* Task
Make an exact copy of the records, with the images left out.

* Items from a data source
BEGIN

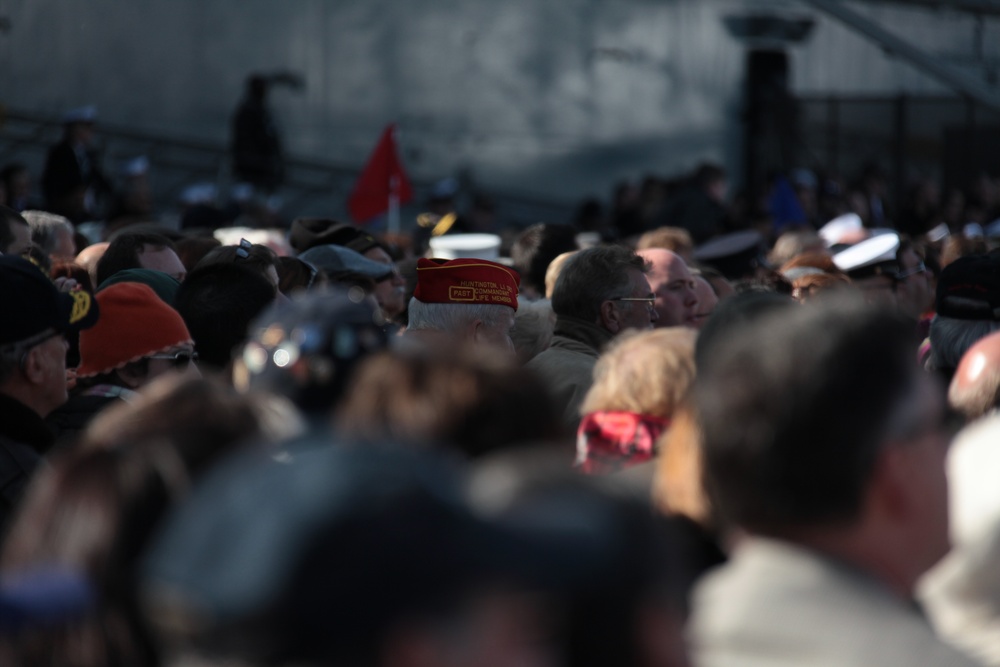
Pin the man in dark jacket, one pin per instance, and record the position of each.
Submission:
(257, 156)
(36, 317)
(600, 293)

END

* Result of this task
Pin the man in dark jacket, one pin per instance, and record the position of each.
Submission:
(257, 156)
(36, 317)
(600, 293)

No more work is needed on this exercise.